§ DÉFI: Veuillez recopier intégralement le texte ci-dessous sur l'affaire de délits d'initiés d'EADS, sans rien y changer.

§ TEXTE SOURCE:
Jamais la Bourse n'aurait imaginé se transformer en un tel théâtre. Du 23 au 27 novembre, les 17 dirigeants et ex-dirigeants d'EADS mis en cause dans l'affaire de délits d'initiés d'EADS se succèdent dans l'ex-bâtiment symbole de la transparence des marchés financiers, où l'Autorité des marchés financiers (AMF) a loué une salle. Au-delà du symbole (qui ne doit qu'à la proximité du siège de l'AMF et au nombre d'avocats), cette semaine redonne du tonus à l'affaire la plus importante jamais jugée par l'AMF, et dont on pouvait craindre l'été dernier qu'elle ne sombre dans les méandres de la procédure. Et comme un fort opportun changement de la gouvernance de l'Autorité s'était produit simultanément, cela pouvait lui donner l'occasion de se déjuger sans trop de blessures d'amour-propre...
Et pourtant, ils sont là, convoqués cette semaine au palais Brongniart, les Noël Forgeard et Tom Enders - l'ancien et l'actuel patron d'Airbus -, et quinze autres dirigeants ou ex-figures d'EADS. Comme Jean-Marie Messier est là, au tribunal de New York, déposant depuis le 20 novembre, rattrapé par une class action des actionnaires de Vivendi, poursuivant l'entreprise et son expatron. J2M qui sera encore là, en 2010, devant une juridiction française, renvoyé le 16 octobre en correctionnelle par le juge Jean-Marie d'Huy. Comme Antoine Zacharias, l'ancien patron de Vinci, lui aussi cité à comparaître par le parquet... La justice est lente, mais personne ne pourra dire que les PDG sont épargnés.

§ Exemples d'étiquetage de points:

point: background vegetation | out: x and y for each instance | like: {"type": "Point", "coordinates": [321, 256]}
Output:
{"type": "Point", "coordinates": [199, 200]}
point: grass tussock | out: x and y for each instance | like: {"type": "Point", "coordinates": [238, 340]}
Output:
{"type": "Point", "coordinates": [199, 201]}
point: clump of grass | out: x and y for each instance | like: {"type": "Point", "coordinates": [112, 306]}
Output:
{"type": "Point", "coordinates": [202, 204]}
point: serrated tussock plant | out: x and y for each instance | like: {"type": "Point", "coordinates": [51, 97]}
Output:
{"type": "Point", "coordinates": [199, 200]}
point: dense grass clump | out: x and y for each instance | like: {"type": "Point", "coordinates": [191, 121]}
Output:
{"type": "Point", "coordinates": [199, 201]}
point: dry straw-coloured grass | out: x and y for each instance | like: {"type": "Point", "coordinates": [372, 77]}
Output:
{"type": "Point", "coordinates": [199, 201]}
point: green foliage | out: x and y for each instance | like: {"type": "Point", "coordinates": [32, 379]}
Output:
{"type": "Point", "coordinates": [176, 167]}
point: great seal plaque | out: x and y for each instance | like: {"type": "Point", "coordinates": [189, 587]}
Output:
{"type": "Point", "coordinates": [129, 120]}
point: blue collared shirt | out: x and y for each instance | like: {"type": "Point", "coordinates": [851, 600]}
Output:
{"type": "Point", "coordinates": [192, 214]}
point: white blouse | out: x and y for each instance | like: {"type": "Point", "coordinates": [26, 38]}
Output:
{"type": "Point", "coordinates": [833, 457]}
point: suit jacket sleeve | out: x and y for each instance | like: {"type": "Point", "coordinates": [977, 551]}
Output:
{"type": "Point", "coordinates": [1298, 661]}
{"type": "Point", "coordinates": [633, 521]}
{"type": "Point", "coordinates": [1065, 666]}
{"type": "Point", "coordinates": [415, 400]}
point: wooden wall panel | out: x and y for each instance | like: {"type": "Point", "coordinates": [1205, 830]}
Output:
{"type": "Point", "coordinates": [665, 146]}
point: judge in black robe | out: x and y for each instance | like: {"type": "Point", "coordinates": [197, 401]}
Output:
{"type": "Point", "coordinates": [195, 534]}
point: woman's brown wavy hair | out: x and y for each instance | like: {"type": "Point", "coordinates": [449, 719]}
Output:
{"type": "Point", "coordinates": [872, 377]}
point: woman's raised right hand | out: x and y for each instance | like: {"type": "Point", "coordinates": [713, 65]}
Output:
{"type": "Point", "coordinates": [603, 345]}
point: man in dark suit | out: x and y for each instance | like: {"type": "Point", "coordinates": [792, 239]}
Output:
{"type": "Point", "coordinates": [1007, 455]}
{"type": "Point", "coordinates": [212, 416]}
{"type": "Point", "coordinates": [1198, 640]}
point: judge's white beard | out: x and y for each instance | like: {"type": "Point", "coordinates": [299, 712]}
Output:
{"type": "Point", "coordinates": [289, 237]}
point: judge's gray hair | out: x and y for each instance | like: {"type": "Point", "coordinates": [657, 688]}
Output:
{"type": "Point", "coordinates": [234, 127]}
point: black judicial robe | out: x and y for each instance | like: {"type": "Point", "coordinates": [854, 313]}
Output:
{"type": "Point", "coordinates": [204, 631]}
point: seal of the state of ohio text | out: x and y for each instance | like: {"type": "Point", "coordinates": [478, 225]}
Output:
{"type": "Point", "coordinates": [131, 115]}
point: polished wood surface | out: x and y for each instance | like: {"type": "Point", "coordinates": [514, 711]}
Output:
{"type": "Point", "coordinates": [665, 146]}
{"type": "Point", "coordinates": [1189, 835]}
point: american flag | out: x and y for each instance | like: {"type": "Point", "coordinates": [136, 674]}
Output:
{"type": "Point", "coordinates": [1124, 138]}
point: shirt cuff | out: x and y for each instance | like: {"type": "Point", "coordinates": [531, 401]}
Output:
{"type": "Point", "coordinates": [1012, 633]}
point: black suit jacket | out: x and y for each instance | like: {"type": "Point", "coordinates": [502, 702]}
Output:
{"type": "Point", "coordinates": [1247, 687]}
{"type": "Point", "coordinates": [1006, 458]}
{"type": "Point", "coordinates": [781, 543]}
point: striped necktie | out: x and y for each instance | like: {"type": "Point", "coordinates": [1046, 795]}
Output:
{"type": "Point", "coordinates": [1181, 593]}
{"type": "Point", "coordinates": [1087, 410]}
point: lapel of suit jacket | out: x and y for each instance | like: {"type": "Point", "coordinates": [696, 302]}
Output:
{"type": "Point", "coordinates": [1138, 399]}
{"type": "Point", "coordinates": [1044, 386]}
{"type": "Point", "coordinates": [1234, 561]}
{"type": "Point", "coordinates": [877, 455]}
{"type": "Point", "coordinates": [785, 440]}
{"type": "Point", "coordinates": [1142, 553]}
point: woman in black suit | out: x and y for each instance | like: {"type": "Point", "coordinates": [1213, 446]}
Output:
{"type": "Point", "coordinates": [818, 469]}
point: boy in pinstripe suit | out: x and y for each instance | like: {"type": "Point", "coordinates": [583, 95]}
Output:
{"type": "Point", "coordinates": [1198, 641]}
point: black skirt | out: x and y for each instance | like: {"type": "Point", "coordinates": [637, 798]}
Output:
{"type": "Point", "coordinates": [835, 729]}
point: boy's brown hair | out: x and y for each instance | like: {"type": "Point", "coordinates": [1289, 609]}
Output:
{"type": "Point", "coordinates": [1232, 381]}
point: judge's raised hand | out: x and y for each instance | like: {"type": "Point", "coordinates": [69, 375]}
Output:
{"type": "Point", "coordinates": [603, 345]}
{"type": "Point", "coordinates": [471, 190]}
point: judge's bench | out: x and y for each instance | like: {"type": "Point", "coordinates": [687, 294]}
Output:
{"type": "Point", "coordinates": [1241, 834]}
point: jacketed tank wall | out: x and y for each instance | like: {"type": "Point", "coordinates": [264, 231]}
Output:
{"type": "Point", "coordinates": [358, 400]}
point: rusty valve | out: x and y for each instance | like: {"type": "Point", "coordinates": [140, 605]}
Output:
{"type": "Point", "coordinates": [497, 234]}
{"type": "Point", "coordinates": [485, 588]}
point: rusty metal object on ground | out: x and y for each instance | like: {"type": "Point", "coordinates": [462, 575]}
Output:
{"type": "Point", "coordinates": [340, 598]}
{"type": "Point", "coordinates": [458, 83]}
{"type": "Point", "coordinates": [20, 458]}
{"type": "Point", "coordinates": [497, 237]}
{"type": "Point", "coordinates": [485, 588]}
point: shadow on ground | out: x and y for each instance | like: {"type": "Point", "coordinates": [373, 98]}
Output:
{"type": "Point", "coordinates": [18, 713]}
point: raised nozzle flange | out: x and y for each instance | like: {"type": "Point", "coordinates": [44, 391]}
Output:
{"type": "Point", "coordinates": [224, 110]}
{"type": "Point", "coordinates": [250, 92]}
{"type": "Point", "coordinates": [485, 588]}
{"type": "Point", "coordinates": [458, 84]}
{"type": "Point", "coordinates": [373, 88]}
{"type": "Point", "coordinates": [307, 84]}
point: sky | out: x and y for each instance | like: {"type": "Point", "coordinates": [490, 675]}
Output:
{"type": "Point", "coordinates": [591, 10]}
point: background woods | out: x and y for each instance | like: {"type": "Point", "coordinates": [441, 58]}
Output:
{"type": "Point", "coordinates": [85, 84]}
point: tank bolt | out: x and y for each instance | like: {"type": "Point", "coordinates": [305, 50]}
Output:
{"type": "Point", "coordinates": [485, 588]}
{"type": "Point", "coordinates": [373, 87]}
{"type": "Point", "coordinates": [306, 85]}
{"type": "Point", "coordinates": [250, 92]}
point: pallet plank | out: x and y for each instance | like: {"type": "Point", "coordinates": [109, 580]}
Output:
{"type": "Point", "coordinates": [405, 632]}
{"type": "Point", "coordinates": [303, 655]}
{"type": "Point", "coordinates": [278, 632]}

§ RÉPONSE RÉDIGÉE:
Jamais la Bourse n'aurait imaginé se transformer en un tel théâtre. Du 23 au 27 novembre, les 17 dirigeants et ex-dirigeants d'EADS mis en cause dans l'affaire de délits d'initiés d'EADS se succèdent dans l'ex-bâtiment symbole de la transparence des marchés financiers, où l'Autorité des marchés financiers (AMF) a loué une salle. Au-delà du symbole (qui ne doit qu'à la proximité du siège de l'AMF et au nombre d'avocats), cette semaine redonne du tonus à l'affaire la plus importante jamais jugée par l'AMF, et dont on pouvait craindre l'été dernier qu'elle ne sombre dans les méandres de la procédure. Et comme un fort opportun changement de la gouvernance de l'Autorité s'était produit simultanément, cela pouvait lui donner l'occasion de se déjuger sans trop de blessures d'amour-propre...
Et pourtant, ils sont là, convoqués cette semaine au palais Brongniart, les Noël Forgeard et Tom Enders - l'ancien et l'actuel patron d'Airbus -, et quinze autres dirigeants ou ex-figures d'EADS. Comme Jean-Marie Messier est là, au tribunal de New York, déposant depuis le 20 novembre, rattrapé par une class action des actionnaires de Vivendi, poursuivant l'entreprise et son expatron. J2M qui sera encore là, en 2010, devant une juridiction française, renvoyé le 16 octobre en correctionnelle par le juge Jean-Marie d'Huy. Comme Antoine Zacharias, l'ancien patron de Vinci, lui aussi cité à comparaître par le parquet... La justice est lente, mais personne ne pourra dire que les PDG sont épargnés.